>> START

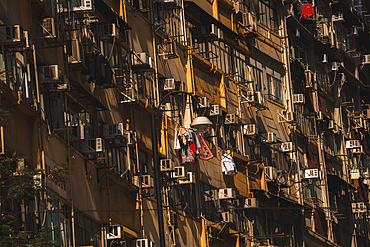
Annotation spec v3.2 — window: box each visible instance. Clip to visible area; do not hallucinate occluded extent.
[259,0,278,31]
[250,58,263,93]
[266,67,283,103]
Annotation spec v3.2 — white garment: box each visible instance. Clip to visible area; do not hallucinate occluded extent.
[221,153,235,175]
[173,131,181,151]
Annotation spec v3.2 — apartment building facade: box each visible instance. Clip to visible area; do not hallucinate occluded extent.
[0,0,370,247]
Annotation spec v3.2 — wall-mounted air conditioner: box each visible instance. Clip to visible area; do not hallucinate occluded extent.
[98,23,119,39]
[41,18,58,39]
[40,65,62,83]
[135,238,155,247]
[221,212,234,223]
[243,124,258,136]
[0,25,23,45]
[132,174,154,188]
[362,109,370,119]
[316,53,328,63]
[163,78,176,91]
[346,140,361,149]
[204,190,218,202]
[209,105,222,116]
[263,132,276,143]
[347,27,358,36]
[199,97,211,108]
[132,52,153,68]
[304,169,322,179]
[103,123,126,138]
[281,142,294,152]
[57,75,70,92]
[161,159,175,172]
[179,172,195,184]
[225,114,239,124]
[244,198,258,208]
[218,188,235,200]
[172,166,187,179]
[351,145,364,154]
[292,93,305,104]
[331,13,344,22]
[362,54,370,65]
[331,62,340,71]
[105,225,124,239]
[265,166,277,182]
[81,138,104,154]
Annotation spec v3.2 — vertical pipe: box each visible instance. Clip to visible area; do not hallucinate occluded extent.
[150,114,166,247]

>> END

# [Stated goal]
Set every line down exactly as written, leaving each picture out.

# [Final result]
Annotation spec v3.2 — window: box each visible instance. Clip to visible area; do not hallucinate occluded extent.
[259,0,278,31]
[250,58,263,93]
[266,67,283,103]
Annotation spec v3.2 — white garment: box each visible instance. Clip to visible area; do not hallucinate occluded extent.
[221,153,235,175]
[173,131,181,151]
Annotation spec v3.2 — apartment building facade: box each visible instance. Clip to visible area; do not hallucinate occluded extent.
[0,0,370,247]
Annotation spec v3.2 — wall-mounted air conditioner: box each visible instance. Clip to visible area; do not hallucinate occluded extent.
[98,23,119,39]
[41,18,58,39]
[40,65,62,83]
[135,238,155,247]
[221,212,234,223]
[243,124,258,136]
[0,25,23,45]
[132,174,154,188]
[362,109,370,119]
[316,53,328,63]
[163,78,176,91]
[346,140,361,149]
[204,190,218,202]
[209,105,222,116]
[263,132,276,143]
[347,27,358,36]
[199,97,211,108]
[132,52,153,68]
[304,169,322,179]
[103,123,126,138]
[281,142,294,152]
[57,75,70,92]
[161,159,175,172]
[179,172,195,184]
[225,114,239,124]
[244,198,258,208]
[218,188,235,200]
[172,166,187,179]
[351,145,364,154]
[292,93,305,104]
[331,13,344,22]
[362,54,370,65]
[331,62,340,71]
[105,225,124,239]
[265,166,277,182]
[81,138,104,154]
Annotation spec v3.2 — vertical pipe: box each visible instance. Clip to visible area; do not hallucinate occluded extent.
[150,114,166,247]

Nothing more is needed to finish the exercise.